> **Task description**:
Pick out each line in the records below that contains the word "would" and copy every such line in full.

==== Given entries ====

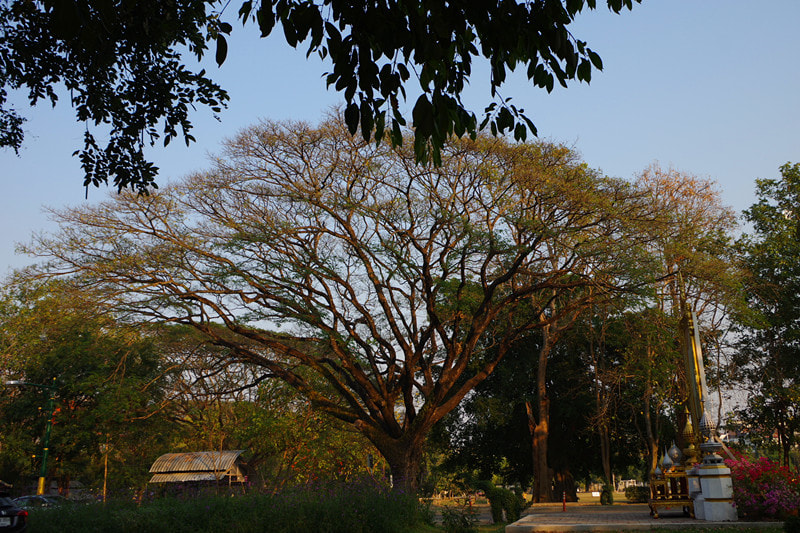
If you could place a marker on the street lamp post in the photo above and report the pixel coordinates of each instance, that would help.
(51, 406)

====
==== Given entries ====

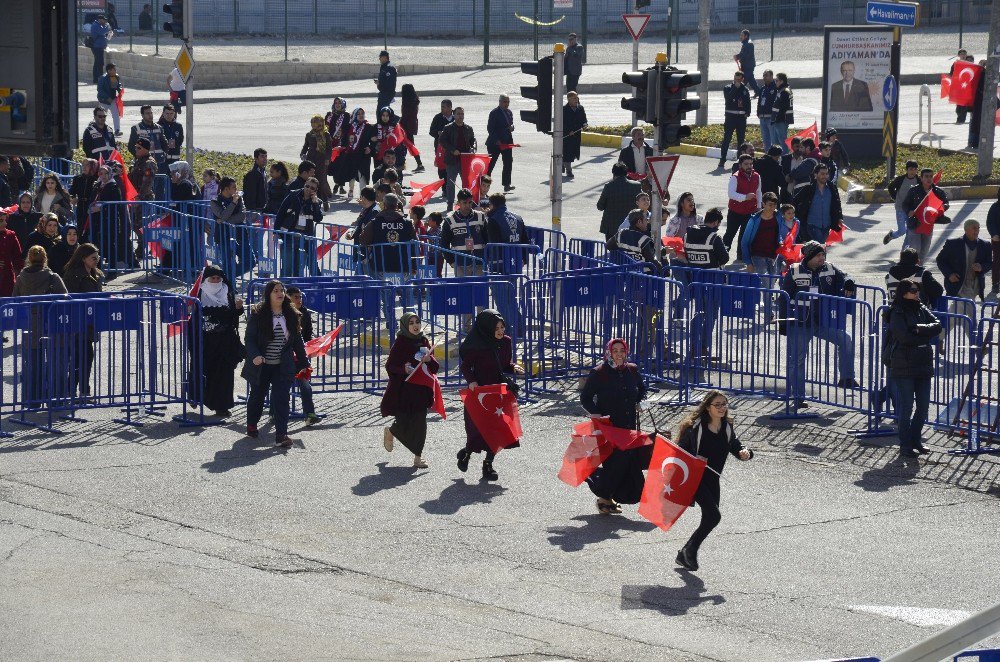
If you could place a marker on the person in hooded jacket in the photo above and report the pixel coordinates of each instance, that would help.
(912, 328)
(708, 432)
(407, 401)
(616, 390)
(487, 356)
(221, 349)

====

> **Task solution**:
If you could place a marker on the street lamp post in the photo above and report the pixel coordinates of each instance, that would help.
If you could place a marker on the person in hooded jacket in the photo above and report the pixel coordinates of each instance, that would help.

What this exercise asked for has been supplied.